-- Begin TEXT SEGMENT --

Dylan Trigg, Digital Media, and Phenomenology

Over at Figure/Ground Communication, there is a new interview up with Dylan Trigg (whose blog Side Effects you’ll find linked in the sidebar here). The whole interview is well worth your time, but especially interesting (and relevant to the focus of this blog) is the following question and answer:

Is phenomenology still relevant in this age of information and digital interactive media?

Phenomenology is especially relevant in an age of information and digital media. Despite the current post-humanist “turn” in the humanities, we remain for better or worse bodily subjects. This does not mean that we cannot think beyond the body or that the body is unchallenged in phenomenology. Phenomenology does not set a limit on our field of experience, nor is it incompatible with the age of information, less even speculative thinking about non-bodily entities and worlds. Instead, phenomenology reminds us of what we already know, though perhaps unconsciously: that our philosophical voyages begin with and are shaped by our bodily subjectivity.

It’s important to note here that phenomenology’s treatment of the body is varied and complex. It can refer to the physical materiality of the body, to the lived experience of the body, or to enigmatic way in which the body is both personal and anonymous simultaneously. In each case, the body provides the basis for how digital media, information, and post-humanity are experienced in the first place. Phenomenology’s heightened relevance, I’d say, is grounded in the sense that these contemporary artefacts of human life tend to take for granted our bodily constitution.

-- End TEXT SEGMENT --
-- Begin DATASET EXCERPTS --

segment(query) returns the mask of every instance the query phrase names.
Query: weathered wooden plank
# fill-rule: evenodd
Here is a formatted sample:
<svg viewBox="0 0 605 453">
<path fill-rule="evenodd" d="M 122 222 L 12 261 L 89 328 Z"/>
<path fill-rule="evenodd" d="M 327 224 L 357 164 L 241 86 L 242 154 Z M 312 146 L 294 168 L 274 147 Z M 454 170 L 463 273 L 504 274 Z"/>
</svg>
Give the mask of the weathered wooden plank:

-- End DATASET EXCERPTS --

:: WHAT IS ASKED ::
• a. According to the post on phenomenology and digital media, what three things can phenomenology's treatment of the body refer to?
• b. Carry the post on phenomenology and digital media forward from its final sentence.
These lines have no connection to the post on phenomenology and digital media.

:: THE RESPONSES ::
• a. It can refer to the physical materiality of the body, the lived experience of the body, or the enigmatic way in which the body is both personal and anonymous simultaneously.

• b.
But phenomenology’s relevance goes beyond its privileging of the body. It has become quite fashionable to critique phenomenology as providing a solely human-centric access to the world.  This, I think, is wrong. One of the reasons why I’m passionately committed to phenomenology is because it can reveal to us the fundamentally weird and strange facets of the world that we ordinarily take to be clothed in a familiar and human light. Phenomenology’s gesture of returning to things, of attending to things in their brute facticity, is an extremely powerful move. Merleau-Ponty will speak of a “hostile and alien…resolutely silent Other” lurking within with the non-human appearance of things. For me, the lure of this non-human Other is a motivational force in my own work. It reminds us that no matter how much we affiliate ourselves with the familiar human world, in the act of returning to the things themselves, those same things stand ready to alienate us.

(The image at the top of this post, by the way — and lest there be any confusion about the matter — is not a picture of Dylan Trigg but of body-augmentor extraordinaire, performance artist Stelarc.)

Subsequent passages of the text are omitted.